Extracted entries

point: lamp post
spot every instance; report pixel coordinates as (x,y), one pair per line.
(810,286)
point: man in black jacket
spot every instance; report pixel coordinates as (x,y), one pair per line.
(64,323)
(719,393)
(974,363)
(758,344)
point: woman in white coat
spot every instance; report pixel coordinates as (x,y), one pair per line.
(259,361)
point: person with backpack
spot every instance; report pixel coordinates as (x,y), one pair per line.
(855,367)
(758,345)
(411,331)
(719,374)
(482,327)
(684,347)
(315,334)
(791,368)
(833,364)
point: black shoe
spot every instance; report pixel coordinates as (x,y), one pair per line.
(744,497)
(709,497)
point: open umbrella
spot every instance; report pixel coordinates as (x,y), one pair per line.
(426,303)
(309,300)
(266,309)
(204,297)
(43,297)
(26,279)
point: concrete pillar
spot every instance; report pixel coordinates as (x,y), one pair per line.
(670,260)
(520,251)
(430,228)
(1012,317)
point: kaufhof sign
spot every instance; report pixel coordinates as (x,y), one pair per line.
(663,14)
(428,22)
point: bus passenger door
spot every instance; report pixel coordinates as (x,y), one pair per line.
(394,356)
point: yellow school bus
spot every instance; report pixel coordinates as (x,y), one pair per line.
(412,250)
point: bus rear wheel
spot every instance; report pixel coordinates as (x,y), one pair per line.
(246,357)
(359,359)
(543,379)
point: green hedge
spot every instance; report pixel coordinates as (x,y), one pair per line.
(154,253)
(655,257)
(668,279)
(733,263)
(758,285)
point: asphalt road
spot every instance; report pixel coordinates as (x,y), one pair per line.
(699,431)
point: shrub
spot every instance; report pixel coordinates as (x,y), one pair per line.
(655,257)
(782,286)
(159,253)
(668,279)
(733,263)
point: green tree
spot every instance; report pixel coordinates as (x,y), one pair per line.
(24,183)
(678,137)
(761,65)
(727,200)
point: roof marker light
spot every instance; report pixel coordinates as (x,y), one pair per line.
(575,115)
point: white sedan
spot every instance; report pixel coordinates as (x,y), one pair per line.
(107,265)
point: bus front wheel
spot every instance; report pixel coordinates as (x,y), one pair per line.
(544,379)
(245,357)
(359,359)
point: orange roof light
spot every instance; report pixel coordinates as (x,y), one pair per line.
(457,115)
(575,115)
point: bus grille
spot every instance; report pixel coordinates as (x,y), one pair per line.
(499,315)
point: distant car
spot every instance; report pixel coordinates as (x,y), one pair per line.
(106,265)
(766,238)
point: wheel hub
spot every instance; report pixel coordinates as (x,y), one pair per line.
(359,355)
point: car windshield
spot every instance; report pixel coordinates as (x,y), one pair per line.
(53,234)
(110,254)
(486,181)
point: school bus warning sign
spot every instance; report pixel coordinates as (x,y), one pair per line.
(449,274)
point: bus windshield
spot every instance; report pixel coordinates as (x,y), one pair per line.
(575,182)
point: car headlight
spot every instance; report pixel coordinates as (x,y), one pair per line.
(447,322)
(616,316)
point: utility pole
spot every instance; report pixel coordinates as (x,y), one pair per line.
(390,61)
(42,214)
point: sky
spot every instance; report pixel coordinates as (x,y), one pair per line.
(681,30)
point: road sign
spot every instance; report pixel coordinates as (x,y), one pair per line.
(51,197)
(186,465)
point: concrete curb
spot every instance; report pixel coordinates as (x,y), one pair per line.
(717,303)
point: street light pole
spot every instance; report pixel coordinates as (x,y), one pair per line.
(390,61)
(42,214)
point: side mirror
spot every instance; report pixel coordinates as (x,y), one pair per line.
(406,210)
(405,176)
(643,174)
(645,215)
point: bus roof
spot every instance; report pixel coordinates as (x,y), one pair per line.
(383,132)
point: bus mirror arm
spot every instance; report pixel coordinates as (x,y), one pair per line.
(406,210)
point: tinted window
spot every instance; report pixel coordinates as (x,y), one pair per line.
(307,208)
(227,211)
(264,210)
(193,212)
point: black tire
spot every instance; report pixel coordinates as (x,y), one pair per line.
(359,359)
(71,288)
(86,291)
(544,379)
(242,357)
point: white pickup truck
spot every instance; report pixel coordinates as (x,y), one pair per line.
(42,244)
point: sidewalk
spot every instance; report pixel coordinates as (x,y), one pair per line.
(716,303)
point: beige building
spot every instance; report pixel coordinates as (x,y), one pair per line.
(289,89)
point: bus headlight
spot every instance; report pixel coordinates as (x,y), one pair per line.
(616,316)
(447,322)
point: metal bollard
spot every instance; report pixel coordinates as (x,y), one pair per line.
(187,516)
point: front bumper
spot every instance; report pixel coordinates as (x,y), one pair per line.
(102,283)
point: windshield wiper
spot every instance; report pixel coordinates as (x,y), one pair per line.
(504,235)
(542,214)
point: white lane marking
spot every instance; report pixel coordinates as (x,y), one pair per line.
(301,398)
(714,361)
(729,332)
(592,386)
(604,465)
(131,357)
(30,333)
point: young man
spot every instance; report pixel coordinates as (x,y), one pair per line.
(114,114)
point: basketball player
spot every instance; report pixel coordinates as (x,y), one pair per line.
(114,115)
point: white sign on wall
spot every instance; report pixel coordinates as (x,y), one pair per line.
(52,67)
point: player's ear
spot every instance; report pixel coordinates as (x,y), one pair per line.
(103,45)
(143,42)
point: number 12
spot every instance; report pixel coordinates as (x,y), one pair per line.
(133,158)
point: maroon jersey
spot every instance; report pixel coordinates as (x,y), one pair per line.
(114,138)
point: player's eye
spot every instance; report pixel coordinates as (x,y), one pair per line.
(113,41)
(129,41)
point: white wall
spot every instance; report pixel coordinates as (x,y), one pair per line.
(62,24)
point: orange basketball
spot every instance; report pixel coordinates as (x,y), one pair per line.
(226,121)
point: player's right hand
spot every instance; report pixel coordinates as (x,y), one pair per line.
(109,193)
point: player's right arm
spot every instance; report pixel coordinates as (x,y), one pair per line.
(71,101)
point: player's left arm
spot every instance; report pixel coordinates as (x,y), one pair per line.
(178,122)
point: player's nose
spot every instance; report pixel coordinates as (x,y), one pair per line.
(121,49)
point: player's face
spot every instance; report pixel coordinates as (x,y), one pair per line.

What to produce
Copy the entries starting at the line "point: player's nose" and ending at the final line, with "player's" replaced by "athlete's" and nothing else altered.

Problem solution
point: athlete's nose
spot every instance; report pixel coordinates as (x,y), one pair per line.
(121,49)
point: athlete's face
spot every instance; report pixel coordinates as (x,y), one pair per line.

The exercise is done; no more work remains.